▶ **Selected excerpt**
* * *

Tshibaka has, in the past, said that if elected she will not support McConnell, now in his seventh term in office, for Republican majority leader. The Kentucky lawmaker is returning the favor: His ad, which is carefully worded, refers to an audit done when Tshibaka was a federal employee that related to the accounting of her hours and the hours of others. Tshibaka was never accused of any wrongdoing then, but listeners would not know it from the ad running on many radio stations across the state.

“Kelly was fully exonerated after an investigation, and in fact was shortly thereafter named acting inspector general for the federal trade commission. The ad is full of lies,” said Tshibaka’s campaign.

One radio station owner turned the ad down, saying it was over the line in terms of decency, according to what the owner told Must Read Alaska. The station sacrificed several thousands of dollars by turning down the ad.

The Senate Leadership Fund, controlled by McConnell, supports Alaska Sen. Lisa Murkowski in her reelection campaign, while former President Donald Trump and his political action committee support Tshibaka. Earlier this year, McConnell’s fund postponed running its ads in Alaska in order to focus on more high-stakes races. But just two weeks after an AARP poll shows Murkowski and Tshibaka virtually tied, the ads against Tshibaka are on the airwaves.

Tshibaka and Murkowski’s campaigns have been running attack ads on each other for months, but the McConnell ad caught the attention of many Alaskans, who said it went too far.

* * *

▶ **Your assignment**
Answer the following questions using the excerpt about the McConnell ad against Tshibaka.
(a) According to Tshibaka's campaign, what was she named shortly after the investigation?
(b) Who supports Tshibaka in the race?
(c) What reason did one radio station owner give for turning the ad down?

* * *

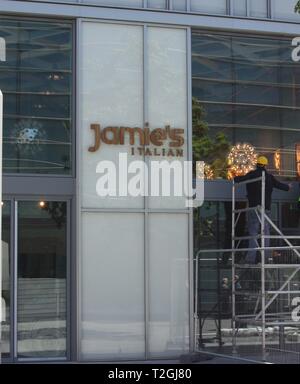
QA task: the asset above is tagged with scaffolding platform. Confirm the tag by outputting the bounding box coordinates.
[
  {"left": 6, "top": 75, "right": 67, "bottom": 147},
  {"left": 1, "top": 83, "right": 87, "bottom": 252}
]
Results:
[{"left": 195, "top": 172, "right": 300, "bottom": 362}]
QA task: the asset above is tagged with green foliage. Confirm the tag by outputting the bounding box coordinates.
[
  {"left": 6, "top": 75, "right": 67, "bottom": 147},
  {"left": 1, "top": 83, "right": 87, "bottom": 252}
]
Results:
[{"left": 192, "top": 98, "right": 231, "bottom": 178}]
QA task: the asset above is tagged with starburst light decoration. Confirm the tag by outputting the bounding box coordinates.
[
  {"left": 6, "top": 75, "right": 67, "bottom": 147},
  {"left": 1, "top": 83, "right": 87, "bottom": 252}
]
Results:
[{"left": 228, "top": 143, "right": 257, "bottom": 179}]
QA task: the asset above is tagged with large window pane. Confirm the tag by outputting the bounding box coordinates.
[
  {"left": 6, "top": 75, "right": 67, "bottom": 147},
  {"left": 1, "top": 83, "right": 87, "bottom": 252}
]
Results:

* * *

▶ **Result for this exercise**
(a) Acting inspector general for the federal trade commission.
(b) Former President Donald Trump and his political action committee.
(c) The owner said the ad was over the line in terms of decency.